▸ WHAT IS EXPECTED
Copy the stretch from "My men’s group" through "receptive and excited." in the post about the discussion groups, swapping "kosher" for "acceptable".

▸ SUPPLIED PASSAGE
______
Let’s Talk About Sex

Men's Group

Two projects I quickly got up and running were my women’s Life Skills group and my men’s Men as Partners group. Since men and women aren’t very open with each other, I decided it was best to separate the sexes and have more target curriculum for each group. Each group meets every other Friday between prayer times. Recently, the subjects I’ve chosen have been HIV-realated and I’ll continue the theme until February, when it will all culminate into my HIV testing campaign.

In the women’s group, which usually has about 20 consitant members, we’ve so far discussed making healthy, positive life choices and are just now delving into our HIV/AIDS curriculum. The women’s group is mostly Gbaya women who don’t shy away from talking about sex, and many women ask really amazing questions. In our week where we talked about myths and facts about HIV, they asked really great questions and had a great discussion. One week, two of the women from the group visited me at my house. They admitted they have been HIV positive for over a decade, and one of the woman’s husbands has already died from HIV, but both women are in a good health and each have 10 children. They thanked me for talking about HIV so much and working to combat the stigmatization of HIV. They told me that they know of many women in Ngatt who are HIV+ but who refuse to take the medication and who burn the results of the tests and deny they are HIV+. The two women who visited me encouraged me to start a group for people who are HIV+, which was already in my plans for February. They said they don’t shy away from being outspoken about HIV and offered to help me in all my HIV-related projects. I was overjoyed to find such amazing positive HIV+ women to assist me in my projects!

My men’s group is huge and normally has around 100 old Muslim Fulbe men in attendance. Even the chief of Ngatt comes! I was a bit more sensitive about talking about HIV and sex with this group, since being a woman and talking openly about sex with Muslim men isn’t totally kosher. But all the men are extremely receptive and excited.

The group is really open about having discussions and discussing different points of view. The men definitely know less than the women on various topics, which was somewhat surprising for me.  At one point in the meeting, at least one person mentions something that surprises me, shocks me, or enlightens me more on local perceptions. For example, in our meeting about myths and realities about HIV, they all were extremely confident that using two condoms at once was better than one, which I quickly clarified is not true. In another meeting, when I asked the men if men or women were smarter, the men agreed that either women were smarter or everyone was equal. After they said this though, my Chief raised his hand and said “Men are smarter because they can have 10 wives, but women can’t have 10 husbands, so therefore men are smarter“. The room roared in applause and I awkwardly tried to argue that both sexes are equal without offending the chief.
______
▸ SOURCE INFORMATION

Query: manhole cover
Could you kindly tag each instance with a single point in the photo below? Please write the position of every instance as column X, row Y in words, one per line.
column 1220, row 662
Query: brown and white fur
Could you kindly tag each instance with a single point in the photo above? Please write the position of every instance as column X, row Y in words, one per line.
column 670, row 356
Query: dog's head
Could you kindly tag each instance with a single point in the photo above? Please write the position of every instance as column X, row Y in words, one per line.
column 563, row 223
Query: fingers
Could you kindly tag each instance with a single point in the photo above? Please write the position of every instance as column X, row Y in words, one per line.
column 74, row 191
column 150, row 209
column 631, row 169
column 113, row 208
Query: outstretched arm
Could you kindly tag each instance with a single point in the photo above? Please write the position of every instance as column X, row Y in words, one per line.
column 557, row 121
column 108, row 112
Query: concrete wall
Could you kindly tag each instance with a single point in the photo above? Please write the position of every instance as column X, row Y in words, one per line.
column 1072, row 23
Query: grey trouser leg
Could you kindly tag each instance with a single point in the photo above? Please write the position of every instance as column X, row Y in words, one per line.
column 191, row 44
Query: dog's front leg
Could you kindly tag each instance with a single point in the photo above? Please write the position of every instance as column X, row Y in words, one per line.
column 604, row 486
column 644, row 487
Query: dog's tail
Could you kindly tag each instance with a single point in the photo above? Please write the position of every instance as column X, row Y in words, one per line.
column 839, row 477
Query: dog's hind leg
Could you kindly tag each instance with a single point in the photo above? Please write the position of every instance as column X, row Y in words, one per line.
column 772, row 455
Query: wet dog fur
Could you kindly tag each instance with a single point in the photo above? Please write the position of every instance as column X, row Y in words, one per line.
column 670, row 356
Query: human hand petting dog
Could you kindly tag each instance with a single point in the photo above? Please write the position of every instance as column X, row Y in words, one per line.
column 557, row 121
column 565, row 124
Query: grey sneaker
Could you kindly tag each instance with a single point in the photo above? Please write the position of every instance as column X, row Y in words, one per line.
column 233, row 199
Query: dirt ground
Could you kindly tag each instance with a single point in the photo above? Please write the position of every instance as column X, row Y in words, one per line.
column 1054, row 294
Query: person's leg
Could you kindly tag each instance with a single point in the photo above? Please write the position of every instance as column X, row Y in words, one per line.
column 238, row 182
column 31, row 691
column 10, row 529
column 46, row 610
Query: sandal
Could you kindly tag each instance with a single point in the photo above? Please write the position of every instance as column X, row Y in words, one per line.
______
▸ ANSWER SECTION
My men’s group is huge and normally has around 100 old Muslim Fulbe men in attendance. Even the chief of Ngatt comes! I was a bit more sensitive about talking about HIV and sex with this group, since being a woman and talking openly about sex with Muslim men isn’t totally acceptable. But all the men are extremely receptive and excited.